◆ **What is required**
Could you repeat the records below exactly, leaving the pictures out?

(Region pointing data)
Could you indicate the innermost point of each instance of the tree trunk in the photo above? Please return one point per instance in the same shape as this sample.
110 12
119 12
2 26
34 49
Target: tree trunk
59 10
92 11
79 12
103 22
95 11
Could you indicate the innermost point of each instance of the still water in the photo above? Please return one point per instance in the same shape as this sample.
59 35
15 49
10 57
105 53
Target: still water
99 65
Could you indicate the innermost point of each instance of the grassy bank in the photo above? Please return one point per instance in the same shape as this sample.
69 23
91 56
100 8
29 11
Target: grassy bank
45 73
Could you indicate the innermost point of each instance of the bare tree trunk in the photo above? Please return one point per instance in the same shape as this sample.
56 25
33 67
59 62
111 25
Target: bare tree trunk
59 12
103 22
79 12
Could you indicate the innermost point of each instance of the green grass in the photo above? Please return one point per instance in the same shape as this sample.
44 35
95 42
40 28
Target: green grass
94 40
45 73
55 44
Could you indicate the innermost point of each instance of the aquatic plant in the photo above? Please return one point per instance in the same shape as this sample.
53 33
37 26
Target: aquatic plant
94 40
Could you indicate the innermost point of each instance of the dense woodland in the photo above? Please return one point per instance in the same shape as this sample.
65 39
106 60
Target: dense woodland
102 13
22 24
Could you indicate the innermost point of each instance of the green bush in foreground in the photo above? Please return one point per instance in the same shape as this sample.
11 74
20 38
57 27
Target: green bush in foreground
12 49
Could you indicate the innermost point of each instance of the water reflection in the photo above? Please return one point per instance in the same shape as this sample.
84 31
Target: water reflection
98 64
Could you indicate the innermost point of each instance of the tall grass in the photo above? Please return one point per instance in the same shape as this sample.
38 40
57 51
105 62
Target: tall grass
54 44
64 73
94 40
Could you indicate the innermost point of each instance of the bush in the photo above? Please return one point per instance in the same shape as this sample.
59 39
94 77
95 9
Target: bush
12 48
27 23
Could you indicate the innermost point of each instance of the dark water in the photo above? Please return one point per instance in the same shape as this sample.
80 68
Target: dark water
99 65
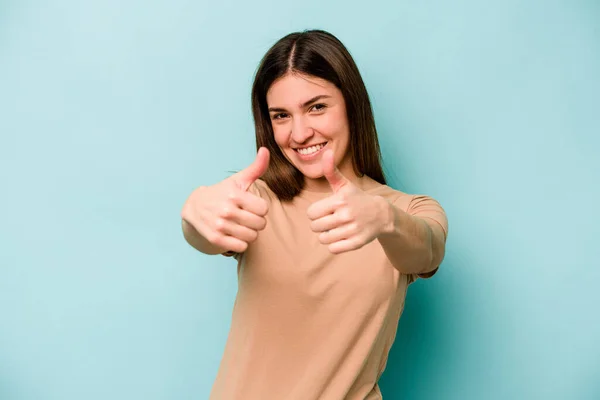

◆ **Task solution**
Could you indicate the innermost point of each instance of the tree trunk in the photo above? Please return one point per instance in the same shape as this sample.
110 12
119 12
2 26
34 49
Target: tree trunk
59 10
92 11
79 12
103 22
95 11
Could you indicate the innermost point of each instance of the still water in the photo above? Please return one point per instance in the same shape as this sample.
59 35
15 49
10 57
105 53
Target: still water
99 65
Could you indicate the innermost point of each instance of the grassy bank in the photo above? Please return one point per instance in the same shape as this sample.
69 23
91 56
100 8
29 11
Target: grassy bank
45 73
Could you indicate the innermost point of each instance of the bare tree trunk in the photo above? Please return one point per instance in the same shape as this sample.
56 25
33 67
59 62
111 25
Target: bare tree trunk
59 12
103 22
79 12
Could you indicate the innermost point of each instance of the green grass in the photo above? Please return one point per instance in the same shape as this sample.
44 35
95 42
40 28
Target: green grass
94 40
45 73
55 44
Could you indicate the innermost point of each instance of the aquatic plant in the photo above? Please return one point per instance in the same shape as this sample.
53 33
37 26
Target: aquatic plant
94 40
Could you indicate the innermost point of each instance of the dense woodland in the photo above? Please return one point per instance in the same shape as this sample.
65 39
106 60
Target: dense woodland
102 13
22 24
Could you indicate the innermost point of each instance of the green bush in foreground in the photo above? Please return one point per instance in the same shape as this sample.
11 74
20 38
57 27
Target: green bush in foreground
12 49
Could you indicate the innermost point of each instance of the water reflection in the photo above? Please return one point per instance in the same shape as this sample.
84 31
Target: water reflection
98 64
Could you indicate the innermost point of each instance of the tall grass in the photo above? Please return one point per instance in the same shape as this sample.
38 40
57 51
105 62
Target: tall grass
54 44
64 73
94 40
Could you indicate the innermost point of each instance of the bush in the photo above? Please return one point per instance in the same shape as this sample.
59 39
94 77
95 9
Target: bush
12 48
27 23
Could you indicate the innermost point of each instance of the dark water in the photo above? Please return one point per instance in the same shape as this sample.
80 68
Target: dark water
99 65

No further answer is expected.